===== SUPPLIED RECORDS =====

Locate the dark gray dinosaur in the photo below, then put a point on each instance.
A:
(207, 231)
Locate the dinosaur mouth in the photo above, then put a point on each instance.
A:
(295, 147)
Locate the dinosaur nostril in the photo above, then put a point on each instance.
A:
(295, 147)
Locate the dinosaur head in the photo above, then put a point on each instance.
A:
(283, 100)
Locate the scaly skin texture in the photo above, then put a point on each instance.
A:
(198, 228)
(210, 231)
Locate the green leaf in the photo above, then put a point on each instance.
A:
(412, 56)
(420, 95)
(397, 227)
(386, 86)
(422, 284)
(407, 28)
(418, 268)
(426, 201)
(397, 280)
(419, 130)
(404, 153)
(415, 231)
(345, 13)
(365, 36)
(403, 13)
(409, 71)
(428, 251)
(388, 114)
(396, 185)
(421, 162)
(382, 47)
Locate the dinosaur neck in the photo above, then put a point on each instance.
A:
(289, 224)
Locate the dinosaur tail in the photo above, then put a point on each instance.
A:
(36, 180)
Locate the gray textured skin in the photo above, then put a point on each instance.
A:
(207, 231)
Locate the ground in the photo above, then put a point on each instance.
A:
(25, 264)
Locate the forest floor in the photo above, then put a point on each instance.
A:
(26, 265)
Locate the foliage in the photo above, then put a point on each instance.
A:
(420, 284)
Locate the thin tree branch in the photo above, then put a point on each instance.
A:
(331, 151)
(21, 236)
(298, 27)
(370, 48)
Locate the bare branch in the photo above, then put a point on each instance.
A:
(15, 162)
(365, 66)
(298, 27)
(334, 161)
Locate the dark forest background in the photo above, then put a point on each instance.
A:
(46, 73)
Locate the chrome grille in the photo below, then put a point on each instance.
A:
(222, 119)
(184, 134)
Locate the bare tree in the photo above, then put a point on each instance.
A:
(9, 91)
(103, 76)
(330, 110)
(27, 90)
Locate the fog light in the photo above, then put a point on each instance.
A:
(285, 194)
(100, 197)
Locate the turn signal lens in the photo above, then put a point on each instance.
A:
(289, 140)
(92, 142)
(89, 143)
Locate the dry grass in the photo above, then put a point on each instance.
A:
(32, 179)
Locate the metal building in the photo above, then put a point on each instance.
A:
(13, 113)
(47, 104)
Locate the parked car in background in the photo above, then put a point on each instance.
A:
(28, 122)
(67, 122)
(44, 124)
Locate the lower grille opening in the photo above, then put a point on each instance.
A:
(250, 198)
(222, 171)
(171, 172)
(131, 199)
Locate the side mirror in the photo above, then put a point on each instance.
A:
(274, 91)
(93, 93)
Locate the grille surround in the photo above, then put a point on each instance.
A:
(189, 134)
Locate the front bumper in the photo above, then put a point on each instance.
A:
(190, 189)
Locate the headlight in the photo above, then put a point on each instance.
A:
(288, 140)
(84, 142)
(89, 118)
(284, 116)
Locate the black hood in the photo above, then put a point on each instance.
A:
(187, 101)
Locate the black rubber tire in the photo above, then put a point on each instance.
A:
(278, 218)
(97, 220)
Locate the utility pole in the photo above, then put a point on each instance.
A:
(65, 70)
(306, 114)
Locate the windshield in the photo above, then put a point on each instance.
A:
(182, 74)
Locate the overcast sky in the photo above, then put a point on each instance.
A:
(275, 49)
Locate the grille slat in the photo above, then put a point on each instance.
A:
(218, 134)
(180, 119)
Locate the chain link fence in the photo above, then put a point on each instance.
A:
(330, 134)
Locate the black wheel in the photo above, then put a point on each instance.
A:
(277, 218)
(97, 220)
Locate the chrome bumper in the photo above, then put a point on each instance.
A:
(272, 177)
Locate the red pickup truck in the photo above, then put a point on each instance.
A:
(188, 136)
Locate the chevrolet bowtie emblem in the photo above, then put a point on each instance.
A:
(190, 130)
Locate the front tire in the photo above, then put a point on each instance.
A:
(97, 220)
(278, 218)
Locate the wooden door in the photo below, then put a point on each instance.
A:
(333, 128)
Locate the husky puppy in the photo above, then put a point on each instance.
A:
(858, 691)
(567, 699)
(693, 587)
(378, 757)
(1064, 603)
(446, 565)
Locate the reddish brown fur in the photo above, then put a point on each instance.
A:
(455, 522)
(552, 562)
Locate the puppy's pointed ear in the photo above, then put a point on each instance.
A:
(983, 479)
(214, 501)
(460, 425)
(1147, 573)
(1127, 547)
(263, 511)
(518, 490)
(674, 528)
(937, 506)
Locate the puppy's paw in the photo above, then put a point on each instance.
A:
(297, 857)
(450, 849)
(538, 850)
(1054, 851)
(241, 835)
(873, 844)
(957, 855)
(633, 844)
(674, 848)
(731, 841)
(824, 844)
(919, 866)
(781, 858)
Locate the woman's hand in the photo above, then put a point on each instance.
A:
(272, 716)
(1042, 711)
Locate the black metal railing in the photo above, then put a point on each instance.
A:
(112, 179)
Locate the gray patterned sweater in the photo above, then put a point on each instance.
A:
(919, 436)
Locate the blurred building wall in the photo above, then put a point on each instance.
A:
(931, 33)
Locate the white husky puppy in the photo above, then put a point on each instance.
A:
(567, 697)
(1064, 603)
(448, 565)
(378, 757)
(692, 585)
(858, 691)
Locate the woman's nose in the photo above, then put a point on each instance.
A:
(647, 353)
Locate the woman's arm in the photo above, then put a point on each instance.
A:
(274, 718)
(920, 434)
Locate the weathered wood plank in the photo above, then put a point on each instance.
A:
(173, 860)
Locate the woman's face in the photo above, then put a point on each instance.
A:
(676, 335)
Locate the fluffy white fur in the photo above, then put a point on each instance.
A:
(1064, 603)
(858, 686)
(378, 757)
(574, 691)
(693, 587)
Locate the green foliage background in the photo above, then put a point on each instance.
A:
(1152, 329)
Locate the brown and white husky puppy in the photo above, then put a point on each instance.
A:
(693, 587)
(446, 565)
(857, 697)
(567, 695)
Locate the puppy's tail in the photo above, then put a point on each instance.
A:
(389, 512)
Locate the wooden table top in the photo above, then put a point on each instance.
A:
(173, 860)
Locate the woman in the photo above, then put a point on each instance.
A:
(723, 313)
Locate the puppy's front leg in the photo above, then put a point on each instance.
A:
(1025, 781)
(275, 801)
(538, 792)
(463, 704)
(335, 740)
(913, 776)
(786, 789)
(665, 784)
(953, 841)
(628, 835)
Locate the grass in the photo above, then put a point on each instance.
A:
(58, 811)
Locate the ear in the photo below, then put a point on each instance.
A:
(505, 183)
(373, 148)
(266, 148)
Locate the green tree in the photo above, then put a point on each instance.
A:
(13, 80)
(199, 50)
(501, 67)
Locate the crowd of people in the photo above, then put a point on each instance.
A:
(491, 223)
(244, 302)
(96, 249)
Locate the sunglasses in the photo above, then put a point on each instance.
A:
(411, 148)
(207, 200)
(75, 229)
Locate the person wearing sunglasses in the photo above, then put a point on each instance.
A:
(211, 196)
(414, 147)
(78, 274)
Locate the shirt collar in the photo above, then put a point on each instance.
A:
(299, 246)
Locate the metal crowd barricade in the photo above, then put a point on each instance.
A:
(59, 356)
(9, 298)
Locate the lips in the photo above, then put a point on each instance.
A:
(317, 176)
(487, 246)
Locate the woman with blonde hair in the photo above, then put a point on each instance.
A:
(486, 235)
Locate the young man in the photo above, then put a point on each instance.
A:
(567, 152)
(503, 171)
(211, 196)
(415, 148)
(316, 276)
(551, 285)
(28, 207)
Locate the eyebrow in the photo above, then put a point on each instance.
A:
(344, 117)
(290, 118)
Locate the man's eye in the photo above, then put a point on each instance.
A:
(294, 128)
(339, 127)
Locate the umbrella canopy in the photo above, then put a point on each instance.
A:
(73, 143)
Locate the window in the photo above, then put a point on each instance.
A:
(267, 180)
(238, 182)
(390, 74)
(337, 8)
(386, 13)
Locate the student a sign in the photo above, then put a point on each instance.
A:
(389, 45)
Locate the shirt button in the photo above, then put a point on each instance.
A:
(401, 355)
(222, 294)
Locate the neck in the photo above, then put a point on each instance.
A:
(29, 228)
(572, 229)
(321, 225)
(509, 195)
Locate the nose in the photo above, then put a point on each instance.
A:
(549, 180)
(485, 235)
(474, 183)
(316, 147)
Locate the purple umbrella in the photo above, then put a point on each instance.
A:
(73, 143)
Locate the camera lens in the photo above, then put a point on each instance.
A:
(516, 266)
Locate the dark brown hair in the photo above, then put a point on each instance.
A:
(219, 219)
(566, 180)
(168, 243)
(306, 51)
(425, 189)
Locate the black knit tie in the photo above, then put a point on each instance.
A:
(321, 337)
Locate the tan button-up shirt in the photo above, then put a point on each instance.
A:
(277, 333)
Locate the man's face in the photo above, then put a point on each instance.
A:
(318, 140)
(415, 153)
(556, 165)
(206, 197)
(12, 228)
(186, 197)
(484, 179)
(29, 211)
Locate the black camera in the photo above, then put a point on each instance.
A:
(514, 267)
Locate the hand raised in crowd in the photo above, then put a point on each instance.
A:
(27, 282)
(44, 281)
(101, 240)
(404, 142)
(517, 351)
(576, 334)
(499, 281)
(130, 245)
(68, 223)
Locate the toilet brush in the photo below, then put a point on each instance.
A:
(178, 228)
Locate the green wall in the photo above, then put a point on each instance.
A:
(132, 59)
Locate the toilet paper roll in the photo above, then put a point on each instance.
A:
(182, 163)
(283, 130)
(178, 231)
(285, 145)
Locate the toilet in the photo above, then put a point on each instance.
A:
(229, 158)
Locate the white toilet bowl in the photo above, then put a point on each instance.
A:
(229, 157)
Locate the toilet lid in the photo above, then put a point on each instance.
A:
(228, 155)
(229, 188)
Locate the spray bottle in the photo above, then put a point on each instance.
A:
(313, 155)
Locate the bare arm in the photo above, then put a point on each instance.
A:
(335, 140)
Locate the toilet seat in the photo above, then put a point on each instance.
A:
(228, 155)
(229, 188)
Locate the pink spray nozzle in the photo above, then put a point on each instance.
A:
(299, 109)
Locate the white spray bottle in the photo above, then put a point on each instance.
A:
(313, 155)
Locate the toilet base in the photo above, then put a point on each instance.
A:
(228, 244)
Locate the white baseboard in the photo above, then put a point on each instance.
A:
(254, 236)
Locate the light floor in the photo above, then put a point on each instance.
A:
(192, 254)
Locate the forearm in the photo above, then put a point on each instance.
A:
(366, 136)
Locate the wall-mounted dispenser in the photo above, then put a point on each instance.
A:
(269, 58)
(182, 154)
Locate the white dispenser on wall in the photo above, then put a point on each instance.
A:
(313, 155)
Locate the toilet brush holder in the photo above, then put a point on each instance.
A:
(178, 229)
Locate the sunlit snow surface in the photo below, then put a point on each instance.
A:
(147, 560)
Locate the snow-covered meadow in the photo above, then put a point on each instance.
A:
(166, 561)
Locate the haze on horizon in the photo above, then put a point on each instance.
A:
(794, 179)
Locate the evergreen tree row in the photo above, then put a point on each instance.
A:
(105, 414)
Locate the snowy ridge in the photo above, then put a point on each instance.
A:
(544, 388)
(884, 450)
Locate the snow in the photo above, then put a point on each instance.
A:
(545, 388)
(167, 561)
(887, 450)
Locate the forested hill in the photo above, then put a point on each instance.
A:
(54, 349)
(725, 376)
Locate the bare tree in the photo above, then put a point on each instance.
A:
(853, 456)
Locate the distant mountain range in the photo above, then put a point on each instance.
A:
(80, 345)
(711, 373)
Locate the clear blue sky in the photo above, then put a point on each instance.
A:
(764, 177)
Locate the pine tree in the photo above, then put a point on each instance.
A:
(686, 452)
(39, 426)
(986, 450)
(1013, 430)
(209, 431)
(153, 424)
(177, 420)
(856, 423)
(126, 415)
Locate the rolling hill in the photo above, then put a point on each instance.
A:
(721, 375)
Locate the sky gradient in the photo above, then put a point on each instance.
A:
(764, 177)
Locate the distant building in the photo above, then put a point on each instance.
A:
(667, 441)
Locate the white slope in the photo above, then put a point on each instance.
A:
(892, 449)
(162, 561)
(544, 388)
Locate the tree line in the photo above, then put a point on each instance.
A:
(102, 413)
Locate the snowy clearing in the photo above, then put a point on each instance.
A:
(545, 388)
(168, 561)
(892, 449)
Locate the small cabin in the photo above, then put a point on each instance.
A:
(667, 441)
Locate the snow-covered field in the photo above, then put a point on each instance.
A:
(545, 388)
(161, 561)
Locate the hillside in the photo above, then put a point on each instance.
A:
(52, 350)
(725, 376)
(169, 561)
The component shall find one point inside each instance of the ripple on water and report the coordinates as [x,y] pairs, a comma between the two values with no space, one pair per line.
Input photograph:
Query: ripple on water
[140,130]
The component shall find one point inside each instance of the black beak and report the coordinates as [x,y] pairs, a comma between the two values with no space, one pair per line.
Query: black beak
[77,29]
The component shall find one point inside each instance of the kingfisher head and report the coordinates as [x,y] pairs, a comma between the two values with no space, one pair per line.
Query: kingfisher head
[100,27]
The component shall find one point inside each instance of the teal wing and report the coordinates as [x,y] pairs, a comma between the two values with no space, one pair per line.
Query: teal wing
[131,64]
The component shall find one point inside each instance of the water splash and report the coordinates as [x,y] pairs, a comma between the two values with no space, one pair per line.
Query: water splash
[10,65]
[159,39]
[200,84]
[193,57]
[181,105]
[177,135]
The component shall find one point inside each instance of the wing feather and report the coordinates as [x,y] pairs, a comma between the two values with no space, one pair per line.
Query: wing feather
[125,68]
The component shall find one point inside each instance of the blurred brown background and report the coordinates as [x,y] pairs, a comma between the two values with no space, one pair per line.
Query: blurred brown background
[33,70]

=====

• **WORK REQUIRED**
Set down, exactly as they appear above, all lines from the one that has "Locate the forested" down to the one that has "Locate the pine", including those two and no others.

• **WRITTEN ANSWER**
Locate the forested hill in the photo above, then put a point on each instance.
A:
(54, 349)
(725, 376)
Locate the bare tree in the photo above, then put a point on each instance.
A:
(853, 456)
Locate the distant mountain range in the photo above, then put a point on each instance.
A:
(80, 345)
(711, 373)
Locate the clear blue sky in the photo above, then put a point on each instance.
A:
(764, 177)
Locate the pine tree in the photo above, then put a point on each instance.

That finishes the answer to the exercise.